Consigne:
Relevez toutes les lignes où figure le mot « Find » et recopiez-les.

(Enregistrements sources)
──────

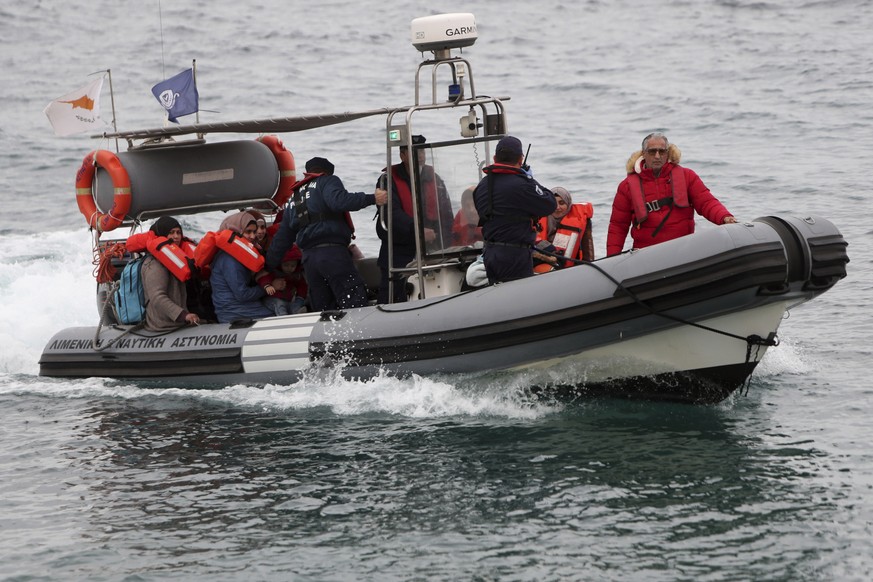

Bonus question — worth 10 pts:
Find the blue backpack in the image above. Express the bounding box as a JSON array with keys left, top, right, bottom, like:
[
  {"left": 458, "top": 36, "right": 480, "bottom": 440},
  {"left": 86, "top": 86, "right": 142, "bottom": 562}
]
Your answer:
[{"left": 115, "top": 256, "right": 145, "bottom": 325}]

──────

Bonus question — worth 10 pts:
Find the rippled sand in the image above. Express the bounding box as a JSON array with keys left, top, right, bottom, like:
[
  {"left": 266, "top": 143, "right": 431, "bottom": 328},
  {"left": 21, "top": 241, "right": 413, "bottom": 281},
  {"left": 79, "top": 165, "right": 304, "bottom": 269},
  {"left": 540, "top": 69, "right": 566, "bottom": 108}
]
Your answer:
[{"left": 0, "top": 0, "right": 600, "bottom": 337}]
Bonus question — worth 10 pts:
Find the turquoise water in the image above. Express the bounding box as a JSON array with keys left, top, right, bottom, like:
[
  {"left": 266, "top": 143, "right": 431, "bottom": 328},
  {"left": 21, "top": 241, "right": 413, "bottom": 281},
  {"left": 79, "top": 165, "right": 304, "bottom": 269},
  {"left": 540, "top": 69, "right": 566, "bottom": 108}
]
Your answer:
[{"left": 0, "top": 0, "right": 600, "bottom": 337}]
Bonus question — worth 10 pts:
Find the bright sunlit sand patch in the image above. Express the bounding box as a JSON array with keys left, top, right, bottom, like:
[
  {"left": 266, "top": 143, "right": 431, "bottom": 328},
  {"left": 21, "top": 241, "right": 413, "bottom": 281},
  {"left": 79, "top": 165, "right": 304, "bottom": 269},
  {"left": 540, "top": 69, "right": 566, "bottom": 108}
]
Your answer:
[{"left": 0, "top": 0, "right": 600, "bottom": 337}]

──────

Résultat final:
Find the blue backpack in the image above. Express the bounding box as a JSON array with keys left, top, right, bottom, like:
Find the rippled sand in the image above. Express the bounding box as a JSON array with keys left, top, right, bottom, like:
Find the turquoise water in the image above. Express the bounding box as a JSON array with keys left, top, right, bottom, like:
Find the bright sunlit sand patch in the image above. Express the bounding box as a JSON array with keys left, top, right, bottom, like:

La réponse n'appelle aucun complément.